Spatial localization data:
------------------------------------------------------------

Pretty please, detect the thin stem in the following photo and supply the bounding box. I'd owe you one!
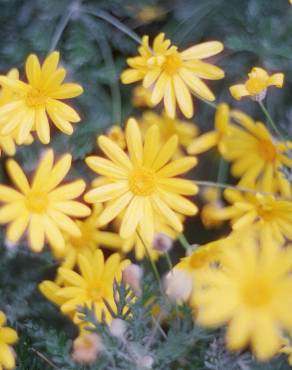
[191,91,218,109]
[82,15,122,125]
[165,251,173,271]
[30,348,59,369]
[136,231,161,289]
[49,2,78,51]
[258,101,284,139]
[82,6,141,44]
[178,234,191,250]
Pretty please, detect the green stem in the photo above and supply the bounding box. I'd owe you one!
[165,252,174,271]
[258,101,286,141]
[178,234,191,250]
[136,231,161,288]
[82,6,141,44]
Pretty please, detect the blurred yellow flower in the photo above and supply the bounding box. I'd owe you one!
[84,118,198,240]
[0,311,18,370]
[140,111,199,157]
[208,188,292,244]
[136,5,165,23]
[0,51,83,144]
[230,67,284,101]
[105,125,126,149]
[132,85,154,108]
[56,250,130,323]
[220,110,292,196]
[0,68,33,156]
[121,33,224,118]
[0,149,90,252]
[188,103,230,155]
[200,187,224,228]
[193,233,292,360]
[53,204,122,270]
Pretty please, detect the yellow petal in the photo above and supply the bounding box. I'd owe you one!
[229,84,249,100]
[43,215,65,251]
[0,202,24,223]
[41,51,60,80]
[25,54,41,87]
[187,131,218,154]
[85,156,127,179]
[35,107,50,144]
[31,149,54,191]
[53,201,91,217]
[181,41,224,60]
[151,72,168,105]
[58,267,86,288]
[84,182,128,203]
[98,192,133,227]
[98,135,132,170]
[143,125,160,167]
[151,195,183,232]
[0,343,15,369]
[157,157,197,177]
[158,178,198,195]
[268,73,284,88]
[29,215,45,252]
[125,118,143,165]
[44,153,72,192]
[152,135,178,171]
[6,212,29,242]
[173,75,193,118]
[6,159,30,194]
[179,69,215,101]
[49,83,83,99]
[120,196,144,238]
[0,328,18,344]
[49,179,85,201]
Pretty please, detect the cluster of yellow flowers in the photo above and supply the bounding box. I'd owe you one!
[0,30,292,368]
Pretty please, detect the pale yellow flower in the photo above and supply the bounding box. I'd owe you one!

------------------------------------------------------------

The task calls for every record to be transcribed exactly, with no images included.

> **ANSWER SPACE**
Pretty please, detect the thin stem in the following photo and supply the bounding box. I'd owe you one!
[191,91,218,109]
[82,15,122,125]
[165,251,173,271]
[30,348,59,369]
[136,231,161,289]
[49,2,78,51]
[258,101,284,139]
[82,6,141,44]
[178,234,191,250]
Pretty please, detect the green stem in the photo above and supply the bounding box. I'd owe you one!
[165,252,174,271]
[258,101,286,141]
[178,234,191,250]
[136,231,161,288]
[82,6,141,44]
Pretty please, detect the blurred yellow flower in the photo above and supply the bounding box. I'd owe you one!
[84,118,198,240]
[0,311,18,370]
[140,111,199,157]
[208,188,292,244]
[136,5,165,23]
[0,51,83,144]
[230,67,284,101]
[105,125,126,149]
[132,85,154,108]
[56,250,130,323]
[220,110,292,196]
[0,68,33,156]
[121,33,224,118]
[0,149,90,252]
[188,103,230,155]
[200,187,224,228]
[193,233,292,360]
[53,204,122,270]
Pretty please, detect the yellow petal in the photo above and supply the bounding box. I'd owe you one!
[229,84,249,100]
[43,215,65,251]
[0,202,24,223]
[41,51,60,80]
[25,54,41,87]
[187,131,218,154]
[85,156,127,179]
[35,107,50,144]
[31,149,54,191]
[53,201,91,217]
[181,41,224,60]
[151,72,168,105]
[58,267,86,288]
[84,182,128,203]
[98,192,133,227]
[98,135,132,170]
[143,125,160,167]
[151,195,183,232]
[0,343,15,369]
[157,157,197,177]
[158,178,198,195]
[268,73,284,88]
[29,215,45,252]
[125,118,143,165]
[44,153,72,192]
[152,135,178,171]
[6,212,29,242]
[173,75,193,118]
[6,159,30,194]
[179,69,215,101]
[49,83,83,99]
[120,196,144,238]
[0,328,18,344]
[49,179,85,201]
Pretty please, detect the cluster of yellow flowers in the photo above and supply the bounding box. I'd owe you one!
[0,30,292,368]
Pretty please, detect the pale yellow flower in the photo above and supply the bounding box. I'd owe you one!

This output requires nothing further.